◆ Text passage
-*-*-
The code above applies a single rule to a bucket that will automatically delete any object in the bucket that is older than the specified number of days. You are not limited to only one rule per bucket. You can have as many as you need. Also, notice that each rule has a filter.

MinIO Lifecycle Management can also transition objects from one cluster to another. Let’s say you have two object storage clusters, as shown below. In this configuration, we have MinIO set up as a hot tier (high-speed storage) and one of the cloud providers as a warm tier (slower storage but cheaper). Using a Transition rule, you can move objects to cheaper storage once they reach a certain age. The code to set this up is also shown below. If you wish to transition objects then you will need to set up the connection information to the warm tier within your hot tier. You can read about how to do that at: Object Lifecycle Management.

def set_bucket_transition(bucket: str, tier_name: str, transition_days: int) -> None:
'''
Function that will set the life cycle rule on a bucket.
The credentials file must contain the MinIO url, access key, and access secret.
'''
with open('credentials.json') as f:
credentials = json.load(f)

# Create client with access and secret key
client = Minio(credentials['url'], credentials['accessKey'],
credentials['secretKey'], secure=False)

# Configure transition.
config = LifecycleConfig(
[
Rule(
ENABLED,
rule_filter=Filter(prefix="/"),
rule_id="transition",
transition=Transition(days=transition_days, storage_class=tier_name),
),
],
)
client.set_bucket_lifecycle(bucket, config)

If you do not require governance or compliance on your AI/ML data, then versioning and lifecycle management may be all you need. However, if you are building models in a regulated industry, then consider object locking, object retention and legal locks to make sure your data does not get accidentally deleted. These three capabilities are discussed in the next three sections.

Bucket Level Object Locking

The purpose of Object Locking is to prevent the accidental deletion of an object during a specified time period. This is different from Lifecycle Management. Lifecycle Management will remove or transition an object after it reaches a certain age. Lifecycle Management does not prevent the accidental deletion of an object. This is the purpose of Object Locking. MinIO provides several ways to lock objects. In this section, I want to focus on setting up an entire bucket for Object Locking.

If you need Object Locking on a bucket, you must configure this when the bucket is created. The code below will create a bucket that is capable of Object Locking. Notice the `object_lock` named parameter of the `make_bucket` method. The default value for this parameter is `false.` If you forget to explicitly set this parameter to `true` when you create a bucket, then there is no way to edit the bucket later and set it. You will need to delete the bucket and create it again.
-*-*-
◆ Given request 1
Retype the MinIO passage from "MinIO Lifecycle Management" up to and including "and access secret.".
◆ Given request 2
In the MinIO passage, what must you do if you forget to set the `object_lock` parameter to `true` when creating a bucket?

◆ Supplied data
-*-*-
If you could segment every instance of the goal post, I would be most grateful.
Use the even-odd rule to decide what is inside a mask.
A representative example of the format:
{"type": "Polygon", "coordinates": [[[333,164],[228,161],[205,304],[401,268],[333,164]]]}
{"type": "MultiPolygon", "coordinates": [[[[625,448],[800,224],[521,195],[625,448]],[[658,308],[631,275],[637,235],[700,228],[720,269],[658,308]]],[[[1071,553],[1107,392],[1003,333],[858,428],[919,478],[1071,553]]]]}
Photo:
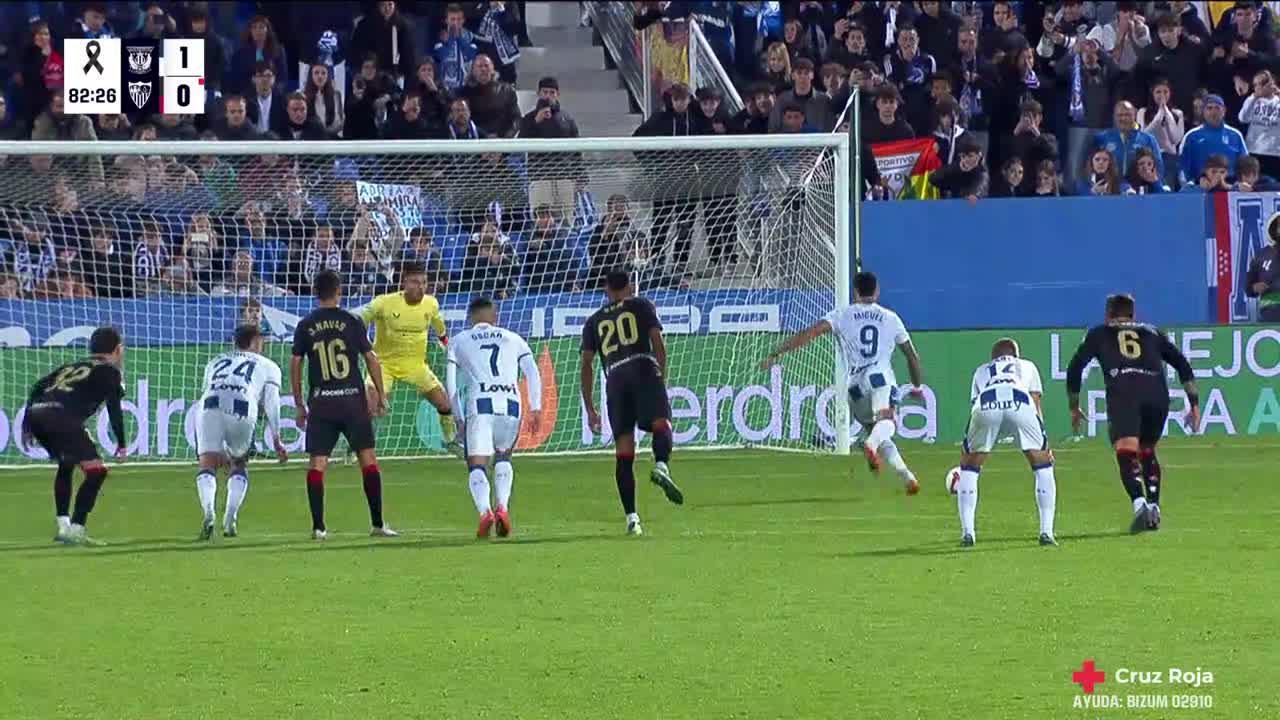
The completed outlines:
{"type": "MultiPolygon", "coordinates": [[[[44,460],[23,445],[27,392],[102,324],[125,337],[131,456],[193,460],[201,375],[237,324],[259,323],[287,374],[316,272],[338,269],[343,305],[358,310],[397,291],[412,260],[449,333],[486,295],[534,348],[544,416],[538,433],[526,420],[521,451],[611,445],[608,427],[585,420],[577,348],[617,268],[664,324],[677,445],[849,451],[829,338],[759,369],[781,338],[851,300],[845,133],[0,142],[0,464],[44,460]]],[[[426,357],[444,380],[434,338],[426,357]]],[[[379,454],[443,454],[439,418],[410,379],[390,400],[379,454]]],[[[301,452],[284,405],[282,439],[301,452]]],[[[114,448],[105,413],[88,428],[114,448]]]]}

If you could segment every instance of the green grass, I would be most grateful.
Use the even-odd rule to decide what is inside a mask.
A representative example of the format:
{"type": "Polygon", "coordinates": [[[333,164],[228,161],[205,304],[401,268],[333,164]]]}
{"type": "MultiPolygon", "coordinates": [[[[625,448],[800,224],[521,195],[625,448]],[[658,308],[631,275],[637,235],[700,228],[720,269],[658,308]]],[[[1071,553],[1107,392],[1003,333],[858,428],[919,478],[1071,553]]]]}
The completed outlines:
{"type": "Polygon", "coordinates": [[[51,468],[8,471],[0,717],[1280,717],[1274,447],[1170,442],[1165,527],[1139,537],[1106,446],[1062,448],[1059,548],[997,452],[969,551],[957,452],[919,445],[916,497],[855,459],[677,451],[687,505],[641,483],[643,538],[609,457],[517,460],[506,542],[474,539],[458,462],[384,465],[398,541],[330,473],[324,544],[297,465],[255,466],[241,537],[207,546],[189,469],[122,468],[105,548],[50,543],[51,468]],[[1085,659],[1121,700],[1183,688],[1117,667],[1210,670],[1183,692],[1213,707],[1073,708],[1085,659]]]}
-*-*-
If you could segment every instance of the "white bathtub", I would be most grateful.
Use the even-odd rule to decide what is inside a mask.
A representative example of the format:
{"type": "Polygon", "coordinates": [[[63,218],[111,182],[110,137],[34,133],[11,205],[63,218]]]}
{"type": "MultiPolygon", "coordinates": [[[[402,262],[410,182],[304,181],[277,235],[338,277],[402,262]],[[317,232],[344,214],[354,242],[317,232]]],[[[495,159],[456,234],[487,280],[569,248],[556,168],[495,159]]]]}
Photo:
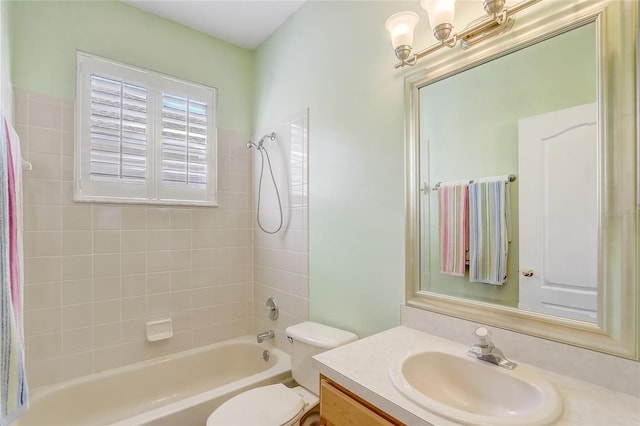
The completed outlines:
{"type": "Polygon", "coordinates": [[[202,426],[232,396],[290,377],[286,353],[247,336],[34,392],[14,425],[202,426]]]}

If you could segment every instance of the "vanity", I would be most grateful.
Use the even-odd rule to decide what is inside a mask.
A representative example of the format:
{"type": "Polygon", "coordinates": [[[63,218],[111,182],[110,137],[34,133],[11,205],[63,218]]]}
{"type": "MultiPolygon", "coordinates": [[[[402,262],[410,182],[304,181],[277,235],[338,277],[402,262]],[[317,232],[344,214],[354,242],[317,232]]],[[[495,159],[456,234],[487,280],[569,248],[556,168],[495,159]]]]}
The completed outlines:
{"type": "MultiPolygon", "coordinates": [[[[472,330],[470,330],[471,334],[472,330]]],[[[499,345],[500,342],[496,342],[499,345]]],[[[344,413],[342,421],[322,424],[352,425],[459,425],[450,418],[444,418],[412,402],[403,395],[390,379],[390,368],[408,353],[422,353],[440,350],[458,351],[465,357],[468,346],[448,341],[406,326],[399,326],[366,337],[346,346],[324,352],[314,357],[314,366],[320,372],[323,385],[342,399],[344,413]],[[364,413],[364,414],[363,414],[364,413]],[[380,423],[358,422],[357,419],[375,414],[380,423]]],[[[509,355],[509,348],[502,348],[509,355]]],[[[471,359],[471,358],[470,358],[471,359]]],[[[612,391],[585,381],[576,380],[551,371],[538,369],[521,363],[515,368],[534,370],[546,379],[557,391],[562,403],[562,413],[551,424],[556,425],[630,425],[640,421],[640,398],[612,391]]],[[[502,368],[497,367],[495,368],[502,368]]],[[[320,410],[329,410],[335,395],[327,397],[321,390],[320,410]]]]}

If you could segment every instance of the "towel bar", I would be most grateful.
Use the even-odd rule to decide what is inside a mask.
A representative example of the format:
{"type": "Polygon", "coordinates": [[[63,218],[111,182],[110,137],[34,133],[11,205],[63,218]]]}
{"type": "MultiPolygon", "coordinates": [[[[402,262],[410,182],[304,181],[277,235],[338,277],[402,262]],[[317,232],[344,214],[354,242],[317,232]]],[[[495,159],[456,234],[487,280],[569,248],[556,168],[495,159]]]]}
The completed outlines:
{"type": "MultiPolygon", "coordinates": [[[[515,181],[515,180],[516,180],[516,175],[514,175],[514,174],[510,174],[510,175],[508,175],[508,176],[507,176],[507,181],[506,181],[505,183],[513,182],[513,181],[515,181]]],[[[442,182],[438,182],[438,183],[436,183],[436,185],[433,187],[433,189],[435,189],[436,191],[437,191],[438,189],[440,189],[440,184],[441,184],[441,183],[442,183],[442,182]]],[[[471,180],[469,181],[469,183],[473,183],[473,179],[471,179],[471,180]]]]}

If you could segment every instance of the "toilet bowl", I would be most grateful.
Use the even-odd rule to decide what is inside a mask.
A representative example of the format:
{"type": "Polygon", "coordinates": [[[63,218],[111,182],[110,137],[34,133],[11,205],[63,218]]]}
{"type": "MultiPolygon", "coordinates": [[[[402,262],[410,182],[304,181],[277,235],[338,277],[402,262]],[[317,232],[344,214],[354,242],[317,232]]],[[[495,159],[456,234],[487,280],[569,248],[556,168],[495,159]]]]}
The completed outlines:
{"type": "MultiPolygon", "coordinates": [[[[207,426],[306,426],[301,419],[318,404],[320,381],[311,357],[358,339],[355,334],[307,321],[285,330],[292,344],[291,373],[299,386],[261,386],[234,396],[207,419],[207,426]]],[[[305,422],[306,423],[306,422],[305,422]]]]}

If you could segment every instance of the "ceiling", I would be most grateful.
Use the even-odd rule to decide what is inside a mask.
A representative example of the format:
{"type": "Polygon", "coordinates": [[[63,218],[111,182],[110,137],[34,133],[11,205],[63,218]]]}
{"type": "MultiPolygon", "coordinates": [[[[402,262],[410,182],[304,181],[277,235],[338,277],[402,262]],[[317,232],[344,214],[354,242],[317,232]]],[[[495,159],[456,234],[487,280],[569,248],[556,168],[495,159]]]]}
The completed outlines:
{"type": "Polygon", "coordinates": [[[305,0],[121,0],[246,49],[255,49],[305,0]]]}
-*-*-
◆ Correct answer 1
MinIO Lifecycle Management can also transition objects from one cluster to another. Let’s say you have two object storage clusters, as shown below. In this configuration, we have MinIO set up as a hot tier (high-speed storage) and one of the cloud providers as a warm tier (slower storage but cheaper). Using a Transition rule, you can move objects to cheaper storage once they reach a certain age. The code to set this up is also shown below. If you wish to transition objects then you will need to set up the connection information to the warm tier within your hot tier. You can read about how to do that at: Object Lifecycle Management.

def set_bucket_transition(bucket: str, tier_name: str, transition_days: int) -> None:
'''
Function that will set the life cycle rule on a bucket.
The credentials file must contain the MinIO url, access key, and access secret.

◆ Correct answer 2
You must delete the bucket and create it again.